→ **Activity**: Each record must be copied in full and unchanged; any image it holds is excluded.
◇ ◇ ◇
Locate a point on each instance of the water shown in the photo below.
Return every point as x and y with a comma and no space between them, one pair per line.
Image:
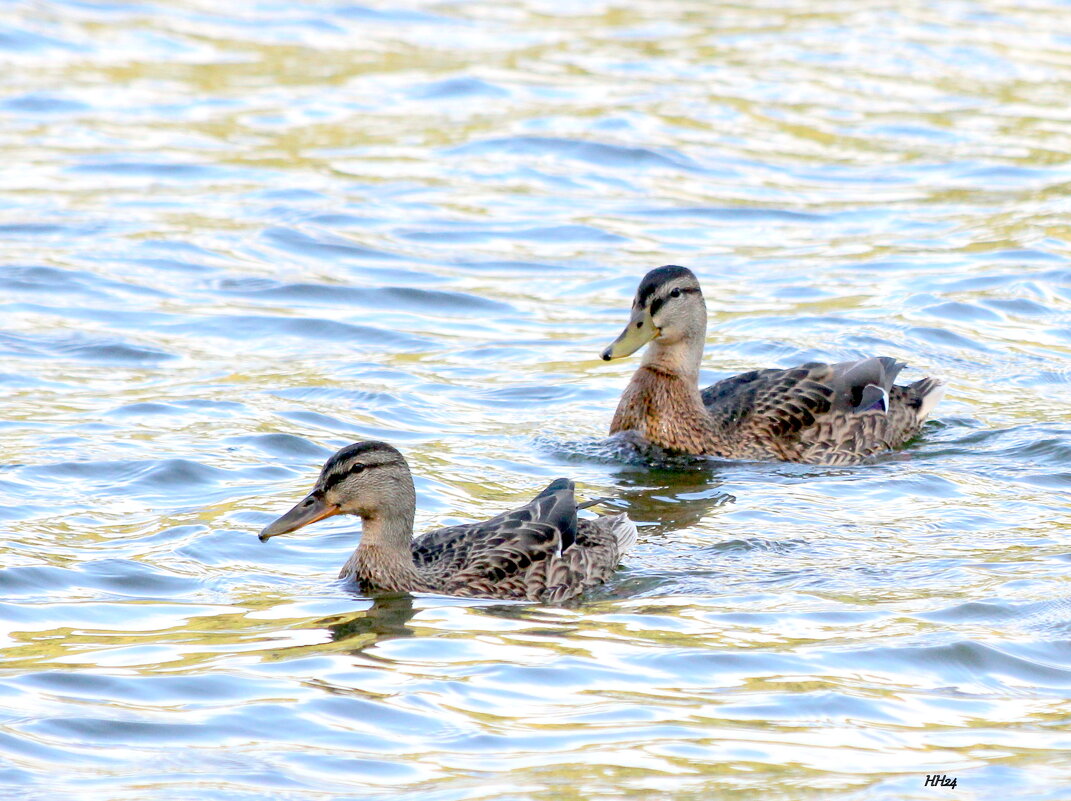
234,239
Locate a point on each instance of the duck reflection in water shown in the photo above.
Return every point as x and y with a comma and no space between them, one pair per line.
385,619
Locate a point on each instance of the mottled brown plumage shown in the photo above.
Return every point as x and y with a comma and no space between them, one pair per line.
817,413
541,552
◇ ◇ ◇
→ **Answer to this problem**:
Locate a point on each instance of the water shown in the photo below.
Return every point as x and y with a comma and no space between them, one pair per line.
Image:
234,239
Locate a point on each instance of the duck reflection in water shown in the photo above.
Return every point as x and y with a comma and no space between them, one pair per line.
385,619
Locate a point on each instance of the mottled brown plumage shown in the photo above.
Return every point as x and y with a comma and no space between them, one pair per line.
817,413
541,552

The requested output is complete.